Requirements: Change "straight edges" to "straight sides" wherever it occurs in the rows below, and write every row out again with nothing else altered. Leave the pictures out.

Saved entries
● ● ● ● ● ● ●
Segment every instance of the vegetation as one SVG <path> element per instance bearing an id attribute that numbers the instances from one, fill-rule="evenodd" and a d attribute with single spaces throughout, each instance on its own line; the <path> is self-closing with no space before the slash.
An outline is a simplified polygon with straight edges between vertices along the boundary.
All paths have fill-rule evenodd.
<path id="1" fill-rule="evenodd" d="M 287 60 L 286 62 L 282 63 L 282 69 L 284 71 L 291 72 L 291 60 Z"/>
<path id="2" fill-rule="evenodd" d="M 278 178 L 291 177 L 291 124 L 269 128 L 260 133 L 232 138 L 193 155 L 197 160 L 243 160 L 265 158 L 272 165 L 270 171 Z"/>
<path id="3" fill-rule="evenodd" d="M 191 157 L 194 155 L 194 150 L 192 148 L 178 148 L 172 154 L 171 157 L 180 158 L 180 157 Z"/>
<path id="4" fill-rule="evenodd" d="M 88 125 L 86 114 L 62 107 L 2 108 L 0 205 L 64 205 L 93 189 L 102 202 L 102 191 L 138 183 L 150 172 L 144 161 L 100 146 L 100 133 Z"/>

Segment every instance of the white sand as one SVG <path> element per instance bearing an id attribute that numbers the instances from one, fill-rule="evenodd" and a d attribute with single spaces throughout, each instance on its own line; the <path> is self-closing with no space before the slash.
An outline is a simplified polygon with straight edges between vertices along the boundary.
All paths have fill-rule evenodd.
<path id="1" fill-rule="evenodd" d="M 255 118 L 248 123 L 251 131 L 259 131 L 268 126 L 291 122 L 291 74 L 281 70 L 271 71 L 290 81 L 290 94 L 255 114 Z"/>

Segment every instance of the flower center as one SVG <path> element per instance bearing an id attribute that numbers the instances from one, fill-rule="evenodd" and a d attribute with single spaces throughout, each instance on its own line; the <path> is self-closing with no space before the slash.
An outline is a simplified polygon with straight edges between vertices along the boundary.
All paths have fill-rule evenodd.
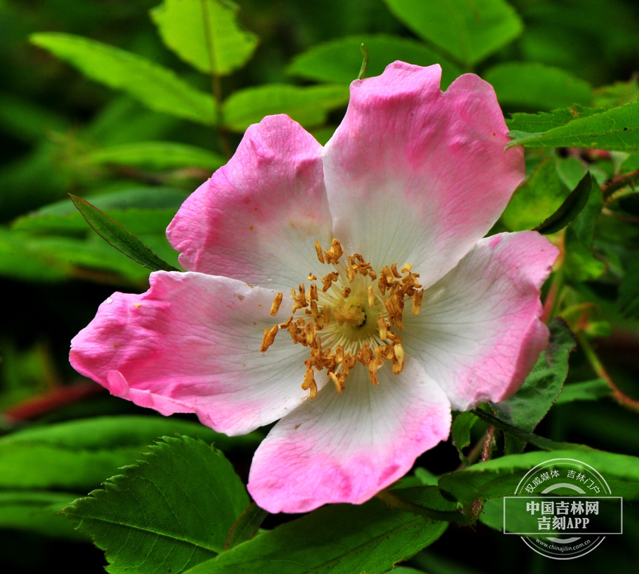
<path id="1" fill-rule="evenodd" d="M 291 289 L 294 304 L 290 317 L 264 329 L 260 351 L 266 352 L 278 332 L 284 329 L 294 344 L 309 347 L 302 388 L 310 392 L 312 399 L 317 394 L 315 373 L 323 369 L 339 393 L 358 361 L 368 368 L 373 385 L 379 385 L 377 371 L 386 360 L 391 361 L 393 372 L 398 375 L 404 368 L 404 350 L 401 337 L 393 329 L 403 329 L 407 301 L 413 300 L 413 314 L 419 314 L 424 294 L 417 282 L 419 274 L 411 272 L 410 263 L 400 271 L 393 263 L 385 266 L 378 277 L 359 253 L 342 258 L 344 250 L 337 239 L 326 250 L 316 241 L 315 250 L 320 262 L 332 265 L 334 270 L 321 280 L 309 275 L 308 291 L 305 283 Z M 282 293 L 275 295 L 272 316 L 277 314 L 283 297 Z"/>

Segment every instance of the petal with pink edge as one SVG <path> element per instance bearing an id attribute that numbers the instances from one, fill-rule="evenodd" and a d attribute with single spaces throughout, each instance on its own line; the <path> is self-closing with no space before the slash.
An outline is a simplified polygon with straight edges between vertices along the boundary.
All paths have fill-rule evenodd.
<path id="1" fill-rule="evenodd" d="M 287 116 L 249 127 L 233 158 L 169 225 L 180 265 L 280 290 L 321 272 L 315 243 L 332 238 L 321 153 Z"/>
<path id="2" fill-rule="evenodd" d="M 535 231 L 481 239 L 425 290 L 418 316 L 404 313 L 405 352 L 453 409 L 499 402 L 523 382 L 548 344 L 539 290 L 558 253 Z"/>
<path id="3" fill-rule="evenodd" d="M 308 350 L 285 331 L 260 353 L 275 292 L 201 273 L 152 273 L 141 295 L 115 293 L 71 343 L 71 364 L 112 394 L 163 414 L 194 412 L 230 435 L 302 404 Z M 318 385 L 326 377 L 316 377 Z"/>
<path id="4" fill-rule="evenodd" d="M 492 227 L 525 174 L 490 84 L 442 92 L 438 65 L 395 62 L 356 80 L 324 151 L 333 233 L 375 269 L 413 263 L 427 287 Z"/>
<path id="5" fill-rule="evenodd" d="M 446 395 L 408 359 L 373 385 L 361 365 L 338 394 L 326 385 L 280 421 L 253 459 L 248 491 L 269 512 L 307 512 L 329 502 L 361 504 L 403 476 L 450 429 Z"/>

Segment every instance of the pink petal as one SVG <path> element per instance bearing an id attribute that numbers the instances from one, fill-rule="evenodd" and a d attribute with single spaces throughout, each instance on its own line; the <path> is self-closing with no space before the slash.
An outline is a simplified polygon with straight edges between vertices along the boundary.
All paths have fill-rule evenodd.
<path id="1" fill-rule="evenodd" d="M 71 343 L 77 371 L 141 407 L 195 412 L 231 435 L 277 420 L 308 395 L 307 349 L 285 331 L 260 353 L 264 327 L 290 314 L 290 298 L 272 317 L 275 292 L 236 280 L 160 271 L 150 282 L 146 293 L 115 293 L 100 306 Z"/>
<path id="2" fill-rule="evenodd" d="M 187 270 L 286 289 L 330 245 L 322 146 L 287 116 L 246 131 L 235 155 L 183 204 L 167 230 Z M 321 270 L 318 271 L 321 272 Z"/>
<path id="3" fill-rule="evenodd" d="M 324 152 L 335 237 L 374 268 L 413 263 L 428 286 L 492 227 L 525 174 L 490 84 L 446 92 L 438 65 L 395 62 L 356 80 Z"/>
<path id="4" fill-rule="evenodd" d="M 512 394 L 548 344 L 539 290 L 559 250 L 535 231 L 481 239 L 404 313 L 405 352 L 417 358 L 454 409 Z"/>
<path id="5" fill-rule="evenodd" d="M 445 440 L 450 407 L 417 361 L 373 386 L 357 365 L 338 394 L 326 385 L 271 431 L 253 459 L 248 490 L 269 512 L 307 512 L 329 502 L 361 504 L 403 476 Z"/>

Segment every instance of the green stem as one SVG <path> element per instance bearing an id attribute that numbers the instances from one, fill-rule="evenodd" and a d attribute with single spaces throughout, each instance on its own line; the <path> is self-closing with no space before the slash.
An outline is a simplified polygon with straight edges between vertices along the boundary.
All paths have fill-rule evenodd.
● ● ● ● ● ● ●
Answer to the problem:
Segment every instance of the vegetation as one SVG <path> element per instance bearing an id attribute that numbers the instances from one, fill-rule="evenodd" and a d attribute with single spaces throughout, each instance on its own line; the <path> is self-closing with no space before the slash.
An outline is a simplified polygon with straight sides between vertices along the boundary.
All paths have fill-rule evenodd.
<path id="1" fill-rule="evenodd" d="M 287 60 L 286 62 L 282 63 L 282 69 L 284 71 L 291 72 L 291 60 Z"/>
<path id="2" fill-rule="evenodd" d="M 278 178 L 291 177 L 291 124 L 269 128 L 260 133 L 232 138 L 193 155 L 197 160 L 243 160 L 265 158 L 272 165 L 270 171 Z"/>
<path id="3" fill-rule="evenodd" d="M 191 157 L 194 155 L 194 150 L 192 148 L 178 148 L 172 154 L 171 157 L 180 158 L 180 157 Z"/>
<path id="4" fill-rule="evenodd" d="M 88 125 L 86 114 L 62 107 L 2 108 L 0 205 L 64 205 L 93 189 L 102 202 L 102 191 L 138 183 L 150 172 L 144 161 L 100 146 L 100 133 Z"/>

Segment every instance of the white sand as one SVG <path> element per instance bearing an id attribute that numbers the instances from one, fill-rule="evenodd" and a d attribute with single spaces throughout, each instance on its own line; the <path> is self-closing with no space before the slash.
An outline is a simplified polygon with straight sides between vertices along the boundary.
All paths have fill-rule evenodd.
<path id="1" fill-rule="evenodd" d="M 255 118 L 248 123 L 251 131 L 259 131 L 268 126 L 291 122 L 291 74 L 281 70 L 271 71 L 290 81 L 290 94 L 255 114 Z"/>

Segment every instance of the flower center as one SVG <path> element per instance bearing an id attribute that numbers the instances from one, fill-rule="evenodd" and a d attribute with single spaces throughout, each instance on its own line; the <path> is self-closing with no space before the slash.
An outline is a simplified polygon with straight sides between vertices along the boundary.
All paths have fill-rule evenodd.
<path id="1" fill-rule="evenodd" d="M 291 289 L 294 304 L 290 317 L 264 329 L 260 351 L 266 352 L 278 332 L 284 329 L 294 344 L 309 347 L 302 388 L 310 392 L 312 399 L 317 394 L 315 373 L 323 369 L 339 393 L 358 361 L 368 368 L 373 385 L 379 385 L 377 371 L 386 360 L 391 361 L 393 372 L 398 375 L 404 368 L 404 350 L 401 337 L 393 329 L 403 329 L 407 301 L 413 300 L 413 314 L 419 314 L 424 294 L 417 282 L 419 274 L 411 272 L 410 263 L 400 271 L 393 263 L 385 266 L 378 277 L 359 253 L 342 258 L 344 250 L 337 239 L 326 250 L 316 241 L 315 250 L 320 262 L 332 265 L 334 270 L 321 280 L 309 275 L 308 291 L 305 283 Z M 282 293 L 275 295 L 272 316 L 277 314 L 283 297 Z"/>

Segment every instance of the petal with pink edge as one SVG <path> element per instance bearing an id attribute that numbers the instances from one, fill-rule="evenodd" and a d attribute with single spaces throughout, each instance on its own line; the <path> is self-closing with no space before the slash.
An outline is a simplified polygon with straight sides between vertices along the boundary.
All paths have fill-rule evenodd.
<path id="1" fill-rule="evenodd" d="M 287 116 L 249 127 L 233 158 L 169 225 L 180 265 L 280 290 L 321 272 L 315 243 L 332 238 L 321 153 Z"/>
<path id="2" fill-rule="evenodd" d="M 535 231 L 481 239 L 425 290 L 418 316 L 404 313 L 405 352 L 453 409 L 499 402 L 523 382 L 548 344 L 539 290 L 558 253 Z"/>
<path id="3" fill-rule="evenodd" d="M 308 350 L 285 331 L 260 353 L 275 292 L 201 273 L 152 273 L 141 295 L 115 293 L 71 343 L 71 364 L 112 394 L 163 414 L 194 412 L 230 435 L 302 404 Z M 318 385 L 326 377 L 316 377 Z"/>
<path id="4" fill-rule="evenodd" d="M 492 227 L 525 174 L 490 84 L 442 92 L 438 65 L 395 62 L 356 80 L 324 151 L 333 233 L 375 269 L 413 263 L 427 287 Z"/>
<path id="5" fill-rule="evenodd" d="M 446 395 L 408 359 L 373 385 L 361 365 L 338 394 L 326 385 L 280 421 L 253 459 L 248 491 L 269 512 L 307 512 L 329 502 L 361 504 L 403 476 L 450 429 Z"/>

Segment every instance of the pink petal as one SVG <path> element per instance bearing an id attribute that numbers the instances from one, fill-rule="evenodd" and a d attribute with single spaces throughout, each instance on its own line; the <path> is self-closing with no space before the slash.
An outline is a simplified polygon with straight sides between vertices along the boundary.
All paths have fill-rule evenodd.
<path id="1" fill-rule="evenodd" d="M 71 343 L 77 371 L 141 407 L 195 412 L 231 435 L 277 420 L 308 395 L 307 349 L 285 331 L 260 353 L 264 327 L 290 314 L 290 298 L 272 317 L 275 292 L 236 280 L 160 271 L 150 282 L 146 293 L 115 293 L 100 306 Z"/>
<path id="2" fill-rule="evenodd" d="M 187 270 L 286 289 L 330 245 L 322 146 L 287 116 L 246 131 L 235 155 L 183 204 L 167 230 Z M 321 270 L 318 271 L 321 272 Z"/>
<path id="3" fill-rule="evenodd" d="M 324 152 L 335 237 L 374 268 L 413 263 L 428 286 L 492 227 L 525 174 L 490 84 L 446 92 L 438 65 L 395 62 L 356 80 Z"/>
<path id="4" fill-rule="evenodd" d="M 512 394 L 548 344 L 539 290 L 559 250 L 535 231 L 481 239 L 404 313 L 405 352 L 417 358 L 454 409 Z"/>
<path id="5" fill-rule="evenodd" d="M 445 440 L 450 407 L 417 361 L 373 386 L 357 365 L 338 394 L 326 385 L 271 431 L 253 459 L 248 490 L 269 512 L 307 512 L 329 502 L 361 504 L 403 476 Z"/>

Segment every instance of the green stem as one SVG <path> element per instance bearing an id attribute that numbers the instances from one, fill-rule="evenodd" and a d attribute with single spaces throughout, each instance on its own line; the <path> is self-closing with no space before the slash.
An outline is a simplified polygon with straight sides between vertices along the boundary.
All paths have fill-rule evenodd.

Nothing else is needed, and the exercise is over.